[Image-grounded pointing data]

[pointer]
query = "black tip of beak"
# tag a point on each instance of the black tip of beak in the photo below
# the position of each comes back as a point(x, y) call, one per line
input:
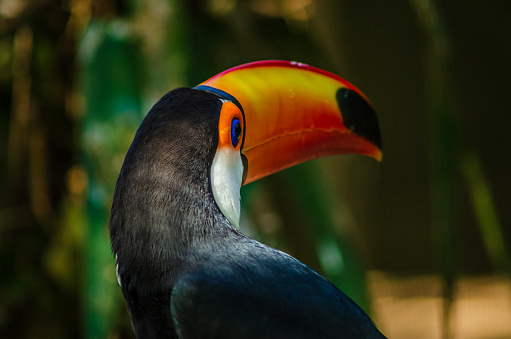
point(358, 115)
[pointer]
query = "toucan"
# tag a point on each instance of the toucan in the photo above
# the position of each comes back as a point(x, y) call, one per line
point(185, 269)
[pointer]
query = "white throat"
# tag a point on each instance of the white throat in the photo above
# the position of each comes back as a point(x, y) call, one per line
point(226, 177)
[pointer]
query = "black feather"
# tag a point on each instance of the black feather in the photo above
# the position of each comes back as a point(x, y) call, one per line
point(185, 272)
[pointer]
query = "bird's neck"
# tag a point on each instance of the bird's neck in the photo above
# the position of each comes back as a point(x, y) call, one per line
point(152, 231)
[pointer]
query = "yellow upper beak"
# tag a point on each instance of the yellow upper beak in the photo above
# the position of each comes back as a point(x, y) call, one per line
point(294, 113)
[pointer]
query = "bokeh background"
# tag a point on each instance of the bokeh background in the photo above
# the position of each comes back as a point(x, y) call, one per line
point(420, 240)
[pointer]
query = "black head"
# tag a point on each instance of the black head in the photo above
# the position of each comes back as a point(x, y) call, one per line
point(164, 181)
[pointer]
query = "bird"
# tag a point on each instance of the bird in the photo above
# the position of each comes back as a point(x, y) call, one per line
point(185, 269)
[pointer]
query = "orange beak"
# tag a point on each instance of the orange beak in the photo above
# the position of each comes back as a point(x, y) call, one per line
point(294, 113)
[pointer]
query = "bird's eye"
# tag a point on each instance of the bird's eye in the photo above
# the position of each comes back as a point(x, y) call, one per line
point(235, 132)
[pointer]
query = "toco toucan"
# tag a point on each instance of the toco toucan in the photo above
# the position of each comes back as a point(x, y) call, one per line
point(185, 269)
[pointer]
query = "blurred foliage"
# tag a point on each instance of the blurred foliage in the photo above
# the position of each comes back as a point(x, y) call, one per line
point(77, 76)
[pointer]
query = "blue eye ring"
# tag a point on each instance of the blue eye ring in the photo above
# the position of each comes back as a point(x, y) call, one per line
point(235, 132)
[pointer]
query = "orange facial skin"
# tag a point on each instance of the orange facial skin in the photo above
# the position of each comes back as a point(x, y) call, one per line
point(291, 113)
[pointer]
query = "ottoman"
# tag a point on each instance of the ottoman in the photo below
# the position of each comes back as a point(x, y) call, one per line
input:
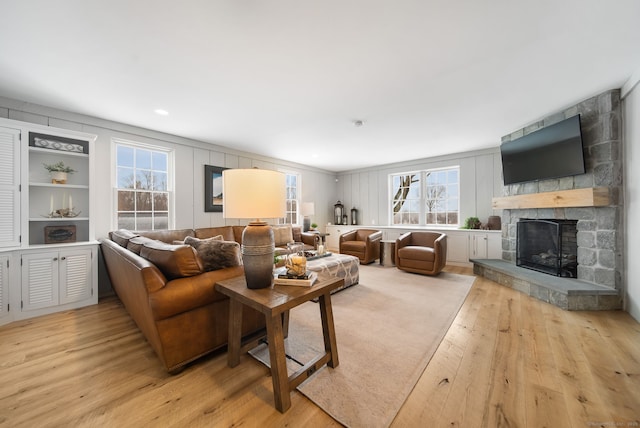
point(335, 266)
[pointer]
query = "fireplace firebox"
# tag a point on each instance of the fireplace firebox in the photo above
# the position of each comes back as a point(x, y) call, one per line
point(548, 246)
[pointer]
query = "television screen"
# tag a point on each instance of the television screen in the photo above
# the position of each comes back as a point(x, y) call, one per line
point(551, 152)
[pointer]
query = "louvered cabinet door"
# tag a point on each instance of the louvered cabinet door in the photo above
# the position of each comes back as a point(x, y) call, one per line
point(75, 275)
point(39, 280)
point(9, 187)
point(4, 289)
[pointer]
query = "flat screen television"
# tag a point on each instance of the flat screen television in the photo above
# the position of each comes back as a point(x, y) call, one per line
point(550, 152)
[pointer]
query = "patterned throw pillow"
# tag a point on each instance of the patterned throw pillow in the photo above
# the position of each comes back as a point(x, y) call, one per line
point(215, 253)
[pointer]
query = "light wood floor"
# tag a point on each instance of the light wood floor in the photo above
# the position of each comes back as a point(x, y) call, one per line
point(507, 361)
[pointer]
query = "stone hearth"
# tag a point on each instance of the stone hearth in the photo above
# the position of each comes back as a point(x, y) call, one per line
point(566, 293)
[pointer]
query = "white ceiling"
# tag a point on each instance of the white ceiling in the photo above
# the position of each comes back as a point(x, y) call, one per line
point(287, 78)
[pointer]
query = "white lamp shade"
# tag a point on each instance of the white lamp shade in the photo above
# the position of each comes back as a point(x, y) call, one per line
point(308, 208)
point(253, 193)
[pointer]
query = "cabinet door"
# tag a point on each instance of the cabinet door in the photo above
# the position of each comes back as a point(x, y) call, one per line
point(75, 275)
point(457, 247)
point(9, 187)
point(478, 246)
point(39, 280)
point(4, 289)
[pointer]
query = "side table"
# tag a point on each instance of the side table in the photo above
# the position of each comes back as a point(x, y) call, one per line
point(275, 302)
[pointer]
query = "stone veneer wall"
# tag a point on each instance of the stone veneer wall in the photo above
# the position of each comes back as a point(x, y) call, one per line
point(600, 229)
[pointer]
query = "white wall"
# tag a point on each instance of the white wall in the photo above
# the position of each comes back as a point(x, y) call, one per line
point(631, 107)
point(480, 181)
point(190, 158)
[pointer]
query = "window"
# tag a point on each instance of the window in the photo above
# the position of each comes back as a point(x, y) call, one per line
point(142, 186)
point(293, 204)
point(427, 198)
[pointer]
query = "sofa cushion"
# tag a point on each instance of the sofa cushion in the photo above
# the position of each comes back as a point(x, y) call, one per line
point(175, 261)
point(282, 235)
point(122, 236)
point(216, 238)
point(216, 253)
point(166, 235)
point(135, 244)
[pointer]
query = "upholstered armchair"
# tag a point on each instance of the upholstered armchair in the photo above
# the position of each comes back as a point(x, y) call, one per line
point(361, 243)
point(421, 252)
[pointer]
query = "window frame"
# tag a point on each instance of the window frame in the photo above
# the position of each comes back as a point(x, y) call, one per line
point(421, 201)
point(170, 171)
point(298, 199)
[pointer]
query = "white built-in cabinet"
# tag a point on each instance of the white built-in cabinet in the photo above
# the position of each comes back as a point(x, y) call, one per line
point(485, 245)
point(48, 252)
point(4, 288)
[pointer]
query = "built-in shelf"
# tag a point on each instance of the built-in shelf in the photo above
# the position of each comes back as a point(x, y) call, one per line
point(48, 219)
point(588, 197)
point(60, 186)
point(50, 152)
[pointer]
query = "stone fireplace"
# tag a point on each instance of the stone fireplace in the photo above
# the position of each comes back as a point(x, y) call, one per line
point(599, 229)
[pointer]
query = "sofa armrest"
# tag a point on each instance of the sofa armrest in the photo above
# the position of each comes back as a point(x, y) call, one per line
point(440, 249)
point(403, 240)
point(374, 237)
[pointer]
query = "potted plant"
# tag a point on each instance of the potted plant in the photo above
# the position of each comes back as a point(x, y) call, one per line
point(472, 223)
point(59, 172)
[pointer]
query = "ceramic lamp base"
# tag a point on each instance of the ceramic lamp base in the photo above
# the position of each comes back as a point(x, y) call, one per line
point(257, 254)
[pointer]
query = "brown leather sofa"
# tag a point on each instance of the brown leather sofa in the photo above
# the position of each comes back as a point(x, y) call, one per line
point(361, 243)
point(421, 252)
point(170, 297)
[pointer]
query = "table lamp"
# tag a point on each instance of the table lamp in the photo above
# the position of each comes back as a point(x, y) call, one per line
point(255, 194)
point(307, 210)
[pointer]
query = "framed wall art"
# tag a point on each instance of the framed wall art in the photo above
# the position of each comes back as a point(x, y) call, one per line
point(213, 188)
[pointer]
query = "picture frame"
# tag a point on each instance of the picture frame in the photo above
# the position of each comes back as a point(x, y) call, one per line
point(213, 188)
point(59, 234)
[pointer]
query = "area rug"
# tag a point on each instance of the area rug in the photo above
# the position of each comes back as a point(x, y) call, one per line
point(387, 327)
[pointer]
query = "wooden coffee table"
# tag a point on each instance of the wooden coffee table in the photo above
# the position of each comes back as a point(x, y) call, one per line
point(275, 303)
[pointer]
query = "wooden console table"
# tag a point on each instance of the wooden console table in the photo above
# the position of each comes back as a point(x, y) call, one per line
point(275, 303)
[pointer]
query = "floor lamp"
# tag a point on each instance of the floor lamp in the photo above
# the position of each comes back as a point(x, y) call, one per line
point(255, 194)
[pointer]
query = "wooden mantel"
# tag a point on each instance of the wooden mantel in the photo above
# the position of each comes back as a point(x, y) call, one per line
point(589, 197)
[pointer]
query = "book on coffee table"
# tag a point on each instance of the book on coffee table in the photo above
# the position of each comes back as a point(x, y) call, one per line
point(304, 281)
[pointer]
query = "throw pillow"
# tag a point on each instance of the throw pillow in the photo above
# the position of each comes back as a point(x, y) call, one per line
point(175, 261)
point(215, 253)
point(135, 244)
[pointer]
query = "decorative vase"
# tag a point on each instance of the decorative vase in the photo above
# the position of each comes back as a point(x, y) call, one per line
point(58, 177)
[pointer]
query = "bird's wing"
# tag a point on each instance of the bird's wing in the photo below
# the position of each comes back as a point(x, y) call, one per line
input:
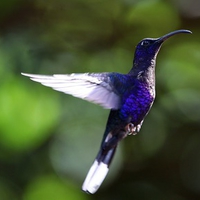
point(94, 87)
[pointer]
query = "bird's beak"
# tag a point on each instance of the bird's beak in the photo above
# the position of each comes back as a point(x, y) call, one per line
point(165, 37)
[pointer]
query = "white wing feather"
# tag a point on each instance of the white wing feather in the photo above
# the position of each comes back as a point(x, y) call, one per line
point(84, 86)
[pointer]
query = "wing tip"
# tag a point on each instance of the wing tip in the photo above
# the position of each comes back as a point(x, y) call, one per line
point(95, 177)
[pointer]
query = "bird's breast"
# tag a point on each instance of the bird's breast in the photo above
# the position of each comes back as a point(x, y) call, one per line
point(137, 102)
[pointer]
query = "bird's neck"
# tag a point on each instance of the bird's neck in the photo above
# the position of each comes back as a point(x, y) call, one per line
point(144, 70)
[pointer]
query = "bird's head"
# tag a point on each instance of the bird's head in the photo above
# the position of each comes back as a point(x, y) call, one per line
point(148, 48)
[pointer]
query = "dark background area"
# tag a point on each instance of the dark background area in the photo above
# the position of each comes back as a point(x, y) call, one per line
point(48, 140)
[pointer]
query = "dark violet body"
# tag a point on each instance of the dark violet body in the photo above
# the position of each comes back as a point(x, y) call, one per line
point(128, 96)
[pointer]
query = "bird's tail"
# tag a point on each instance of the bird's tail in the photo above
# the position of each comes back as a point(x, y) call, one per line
point(98, 170)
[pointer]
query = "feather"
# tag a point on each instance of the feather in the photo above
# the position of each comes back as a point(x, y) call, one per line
point(96, 88)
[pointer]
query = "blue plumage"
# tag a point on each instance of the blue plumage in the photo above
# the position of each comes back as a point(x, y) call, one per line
point(129, 96)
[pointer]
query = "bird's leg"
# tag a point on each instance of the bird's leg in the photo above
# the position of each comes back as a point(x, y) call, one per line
point(112, 140)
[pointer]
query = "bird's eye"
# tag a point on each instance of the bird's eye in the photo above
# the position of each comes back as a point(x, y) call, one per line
point(145, 43)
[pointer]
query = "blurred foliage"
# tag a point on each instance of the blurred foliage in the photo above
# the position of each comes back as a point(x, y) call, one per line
point(48, 140)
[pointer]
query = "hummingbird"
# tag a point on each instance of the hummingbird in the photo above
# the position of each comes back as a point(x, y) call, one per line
point(128, 96)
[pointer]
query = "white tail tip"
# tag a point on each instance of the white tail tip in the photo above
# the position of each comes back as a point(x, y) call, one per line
point(95, 177)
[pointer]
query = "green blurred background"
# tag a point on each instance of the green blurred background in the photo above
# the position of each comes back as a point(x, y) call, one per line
point(48, 140)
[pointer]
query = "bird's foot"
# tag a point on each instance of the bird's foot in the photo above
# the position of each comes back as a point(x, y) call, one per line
point(131, 129)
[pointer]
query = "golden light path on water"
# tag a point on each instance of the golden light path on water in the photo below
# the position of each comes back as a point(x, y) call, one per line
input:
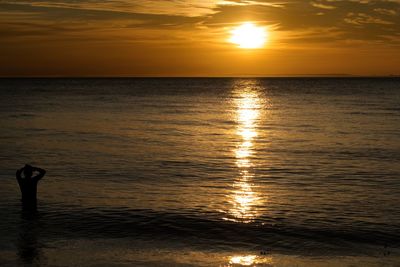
point(244, 200)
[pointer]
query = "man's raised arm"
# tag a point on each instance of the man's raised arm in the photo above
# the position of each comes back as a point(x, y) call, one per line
point(40, 175)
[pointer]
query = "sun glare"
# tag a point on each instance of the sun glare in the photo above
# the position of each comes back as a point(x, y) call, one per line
point(249, 36)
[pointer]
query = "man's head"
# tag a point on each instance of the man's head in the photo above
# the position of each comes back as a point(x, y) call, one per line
point(28, 171)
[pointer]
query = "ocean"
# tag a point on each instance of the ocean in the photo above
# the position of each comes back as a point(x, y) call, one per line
point(202, 172)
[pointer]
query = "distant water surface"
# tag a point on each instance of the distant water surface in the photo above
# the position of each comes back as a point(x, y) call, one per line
point(213, 167)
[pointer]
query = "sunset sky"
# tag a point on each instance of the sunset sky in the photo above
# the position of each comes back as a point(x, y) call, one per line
point(191, 38)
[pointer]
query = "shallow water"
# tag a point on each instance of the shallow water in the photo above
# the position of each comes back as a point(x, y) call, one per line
point(219, 167)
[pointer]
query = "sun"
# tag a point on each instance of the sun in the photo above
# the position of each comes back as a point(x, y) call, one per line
point(249, 36)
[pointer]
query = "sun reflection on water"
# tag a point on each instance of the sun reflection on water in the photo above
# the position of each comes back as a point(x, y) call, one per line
point(243, 197)
point(250, 260)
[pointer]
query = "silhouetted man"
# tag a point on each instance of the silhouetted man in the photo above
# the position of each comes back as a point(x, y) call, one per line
point(28, 185)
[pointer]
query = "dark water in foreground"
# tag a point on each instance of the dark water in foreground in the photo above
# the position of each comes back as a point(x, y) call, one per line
point(202, 171)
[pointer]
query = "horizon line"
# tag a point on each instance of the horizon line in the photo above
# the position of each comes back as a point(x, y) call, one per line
point(199, 76)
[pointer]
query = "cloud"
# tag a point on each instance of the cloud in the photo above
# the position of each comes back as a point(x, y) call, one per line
point(321, 5)
point(362, 18)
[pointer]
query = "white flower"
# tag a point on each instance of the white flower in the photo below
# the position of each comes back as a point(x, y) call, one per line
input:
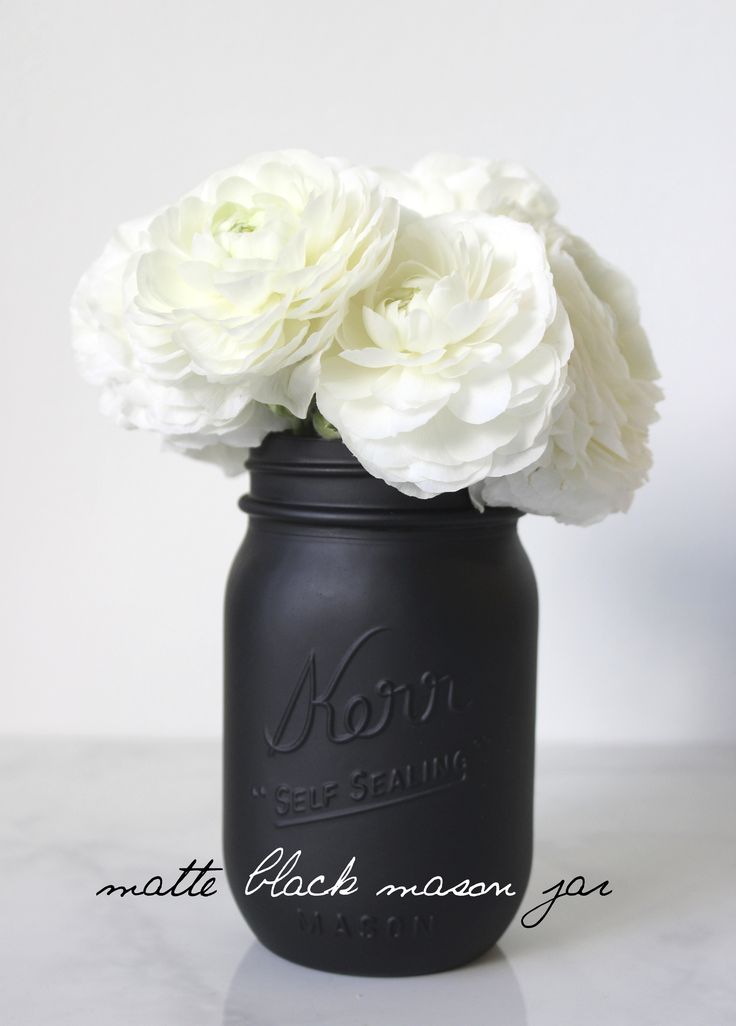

* REQUIRED ACTION
Taking the entries above, write out exactly the lines starting with the line containing "# tag a point on each instance of the television" and going on through the line containing "# tag a point on each instance of the patterned", both included, and nothing else.

* ANSWER AREA
# tag a point on each instance of the television screen in the photo above
# the position of each comes back as a point(x, y) call, one per line
point(551, 152)
[pointer]
query = "louvered cabinet door"
# tag a point on each instance of the louvered cabinet door in the photo above
# the position of each comes back as a point(x, y) call, one per line
point(75, 275)
point(39, 280)
point(9, 187)
point(4, 289)
[pointer]
query = "flat screen television"
# tag a point on each instance of the flat screen television in the photo above
# the position of each comes back as a point(x, y) call, one per line
point(550, 152)
[pointer]
query = "patterned throw pillow"
# tag a point on each instance of the patterned throw pillow in the photo above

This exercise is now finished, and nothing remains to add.